Problem to solve: Give the data back exactly as it stands.

Given data:
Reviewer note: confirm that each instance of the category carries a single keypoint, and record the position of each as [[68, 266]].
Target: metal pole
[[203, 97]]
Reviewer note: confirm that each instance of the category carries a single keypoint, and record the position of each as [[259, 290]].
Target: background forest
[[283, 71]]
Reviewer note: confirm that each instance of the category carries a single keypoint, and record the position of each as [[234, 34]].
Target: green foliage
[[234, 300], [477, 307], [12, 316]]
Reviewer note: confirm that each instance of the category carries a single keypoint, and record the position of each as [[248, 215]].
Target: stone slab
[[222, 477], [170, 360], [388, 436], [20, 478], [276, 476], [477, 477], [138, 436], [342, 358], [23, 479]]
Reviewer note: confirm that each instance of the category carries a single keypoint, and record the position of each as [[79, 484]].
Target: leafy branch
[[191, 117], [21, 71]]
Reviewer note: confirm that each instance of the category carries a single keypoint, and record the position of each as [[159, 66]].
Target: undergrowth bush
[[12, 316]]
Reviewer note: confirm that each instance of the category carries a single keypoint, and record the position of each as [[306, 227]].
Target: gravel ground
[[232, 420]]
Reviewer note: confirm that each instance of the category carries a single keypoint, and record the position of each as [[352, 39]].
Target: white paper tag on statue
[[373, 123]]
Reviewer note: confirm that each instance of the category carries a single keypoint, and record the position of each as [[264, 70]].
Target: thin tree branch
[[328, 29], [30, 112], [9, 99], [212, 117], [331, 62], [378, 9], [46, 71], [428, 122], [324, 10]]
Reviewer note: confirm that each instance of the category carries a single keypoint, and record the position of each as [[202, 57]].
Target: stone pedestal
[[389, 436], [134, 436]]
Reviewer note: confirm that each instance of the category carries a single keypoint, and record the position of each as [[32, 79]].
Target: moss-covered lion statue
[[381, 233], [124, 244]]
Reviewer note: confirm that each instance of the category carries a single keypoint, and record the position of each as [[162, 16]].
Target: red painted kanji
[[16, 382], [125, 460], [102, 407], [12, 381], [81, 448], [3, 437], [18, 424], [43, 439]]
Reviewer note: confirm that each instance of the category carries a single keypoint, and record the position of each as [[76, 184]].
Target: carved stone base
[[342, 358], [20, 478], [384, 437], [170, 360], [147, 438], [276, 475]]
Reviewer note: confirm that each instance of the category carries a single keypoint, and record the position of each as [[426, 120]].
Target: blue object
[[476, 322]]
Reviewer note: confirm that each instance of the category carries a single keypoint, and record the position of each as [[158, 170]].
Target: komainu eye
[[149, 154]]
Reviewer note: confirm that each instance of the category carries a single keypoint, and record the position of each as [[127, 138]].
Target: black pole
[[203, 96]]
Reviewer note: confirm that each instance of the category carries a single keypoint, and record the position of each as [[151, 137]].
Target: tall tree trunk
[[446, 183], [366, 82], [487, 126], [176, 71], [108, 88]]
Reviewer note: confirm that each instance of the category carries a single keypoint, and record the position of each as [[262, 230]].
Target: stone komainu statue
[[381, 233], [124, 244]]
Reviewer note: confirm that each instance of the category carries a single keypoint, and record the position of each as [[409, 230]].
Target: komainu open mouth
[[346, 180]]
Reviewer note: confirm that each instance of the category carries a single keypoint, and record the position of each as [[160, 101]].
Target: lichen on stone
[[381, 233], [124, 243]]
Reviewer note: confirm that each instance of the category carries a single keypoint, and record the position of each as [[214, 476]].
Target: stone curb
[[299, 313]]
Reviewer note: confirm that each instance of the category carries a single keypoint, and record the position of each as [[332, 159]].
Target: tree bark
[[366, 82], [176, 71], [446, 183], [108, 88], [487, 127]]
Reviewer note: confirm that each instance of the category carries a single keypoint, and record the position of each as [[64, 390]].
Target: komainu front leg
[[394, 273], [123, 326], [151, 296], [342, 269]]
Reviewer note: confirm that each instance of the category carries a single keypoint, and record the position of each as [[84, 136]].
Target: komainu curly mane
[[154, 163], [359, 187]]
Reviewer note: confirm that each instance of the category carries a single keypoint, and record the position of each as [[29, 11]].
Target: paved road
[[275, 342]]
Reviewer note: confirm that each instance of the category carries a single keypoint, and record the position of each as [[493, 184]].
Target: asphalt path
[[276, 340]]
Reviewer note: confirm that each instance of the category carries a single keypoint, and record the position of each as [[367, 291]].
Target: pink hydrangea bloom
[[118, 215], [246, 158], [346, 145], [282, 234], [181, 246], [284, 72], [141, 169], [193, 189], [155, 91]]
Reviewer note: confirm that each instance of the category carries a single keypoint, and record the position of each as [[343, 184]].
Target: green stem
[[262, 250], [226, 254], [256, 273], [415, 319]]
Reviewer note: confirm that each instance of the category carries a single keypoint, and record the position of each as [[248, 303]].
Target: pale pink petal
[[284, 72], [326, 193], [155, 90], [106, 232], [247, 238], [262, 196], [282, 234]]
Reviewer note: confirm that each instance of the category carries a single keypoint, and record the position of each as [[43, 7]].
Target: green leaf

Written answer:
Reviewer note: confirm that each instance of the category carries a single keypoint, and record the position of each as [[68, 266]].
Target: metal pole
[[203, 97]]
Reviewer note: confirm that each instance of the category carries a single keypoint, and record the position of each as [[259, 290]].
Target: background forest
[[283, 71]]
Reviewer note: confirm that each instance of the category carries a single keypoint, and record the position of each as [[234, 34]].
Target: green foliage
[[234, 300], [477, 307], [12, 316]]
Reviewer note: confirm that each instance of the category carries a single keypoint, and record the position of each as [[248, 215]].
Target: stone slab
[[222, 477], [170, 360], [388, 436], [20, 478], [276, 476], [477, 477], [138, 436], [342, 358], [23, 479]]
Reviewer note: confirm that each instance of the category carries a single keypoint, and record the position of each as [[79, 484]].
Target: leafy branch
[[191, 117], [21, 71]]
Reviewer note: confirm that each instance of the category carries a single keypoint, and record the position of each as [[159, 66]].
Target: undergrowth bush
[[12, 316]]
Reviewer note: confirm that each instance of the category carries a single keypoint, and record the position of each as [[306, 227]].
Target: gravel ground
[[232, 420]]
Reviewer note: confirm that each instance of the category carries a single keypoint, and record the position of each as [[352, 39]].
Target: white paper tag on statue
[[373, 123]]
Reviewer note: confirm that each instance of the category carries a single keypoint, and record the position of each as [[264, 70]].
Target: thin tree branch
[[328, 29], [30, 112], [9, 99], [212, 117], [331, 62], [378, 9], [46, 71], [428, 122], [324, 10]]
Reviewer note: confirm that each instance of the category carries a single keypoint, and record the position of each as [[202, 57]].
Target: stone pedestal
[[389, 436], [134, 436]]
Reviewer note: confirm that each instance of the category carries a single keypoint, and record the position of each as [[32, 79]].
Target: moss-covered lion statue
[[381, 233], [124, 244]]
Reviewer note: confirm that each instance of the category carries a single keypoint, and record the position of each as [[162, 16]].
Target: red painted kanji
[[16, 382], [125, 460], [102, 407], [12, 381], [81, 448], [3, 437], [18, 424], [43, 439]]
Reviewer note: confirm that each instance of the category carries a single keypoint, and record the position of each as [[76, 184]].
Target: carved stone base
[[342, 358], [20, 478], [384, 437], [170, 360], [147, 438], [276, 475]]
Reviewer note: confirm that each instance of the category carries a single keypoint, and record the position of each as [[426, 120]].
Target: blue object
[[476, 322]]
Reviewer note: confirm that each instance of the category carries a single keypoint, and record the position of each as [[158, 170]].
Target: komainu eye
[[149, 154]]
Reviewer note: confirm that each instance of the category carries a single keypoint, and record the position of each as [[127, 138]].
Target: black pole
[[203, 96]]
Reviewer note: confirm that each instance of the category carries a single keypoint, and record the position of each as [[151, 137]].
Target: tall tree trunk
[[446, 183], [366, 82], [487, 126], [176, 71], [108, 88]]
Reviewer note: confirm that each instance of the category carries a single keypoint, and record the position of each as [[262, 230]].
Target: stone komainu statue
[[381, 233], [124, 244]]
Reviewer note: confirm that each instance of the category carries a single keypoint, and record the position of each as [[409, 230]].
Target: komainu open mouth
[[346, 180]]
Reviewer note: confirm that each instance of the category carries a single keypoint, and record the position of each as [[160, 101]].
Target: lichen on stone
[[381, 233], [124, 243]]
Reviewer note: confirm that each instance of the category carries a single keypoint, and record the position of each as [[214, 476]].
Target: stone curb
[[299, 313]]
Reviewer note: confirm that each instance of the category carries a single keypoint, and record the position of each as [[332, 159]].
Target: tree bark
[[366, 82], [176, 71], [446, 183], [108, 88], [487, 127]]
Reviewer note: confirm that each instance of the category carries a single keypoint, and record the position of each as [[64, 390]].
Target: komainu front leg
[[394, 273], [123, 326], [151, 296], [342, 269]]
Reviewer note: confirm that each instance of the category carries a single keypoint, and record the position of each as [[84, 136]].
Target: komainu curly mane
[[154, 163], [359, 187]]
Reviewer note: confirm that each instance of the category carries a single keypoint, and record the position of each as [[29, 11]].
Target: paved road
[[275, 342]]
Reviewer note: confirm that each instance of the category carries a single keypoint, and record the position of each as [[493, 184]].
Target: asphalt path
[[276, 340]]
Reviewer note: confirm that each instance of the category carries a single keypoint, and record the position of each as [[367, 291]].
Target: pink hydrangea bloom
[[118, 215], [246, 158], [346, 145], [282, 234], [181, 246], [284, 72], [141, 169], [193, 189], [155, 91]]
Reviewer note: confirm that each instance of the category carries a single keypoint, and record the position of each as [[343, 184]].
Target: green stem
[[262, 250], [226, 254], [256, 273], [415, 319]]
Reviewer note: confirm that each instance of the category carries a single keypoint, and record the position of each as [[248, 303]].
Target: pale pink petal
[[284, 72], [326, 193], [155, 90], [106, 232], [247, 238], [262, 196], [282, 234]]
Reviewer note: confirm that each instance of the category carries a single keypoint, and record the position of each as [[43, 7]].
Target: green leaf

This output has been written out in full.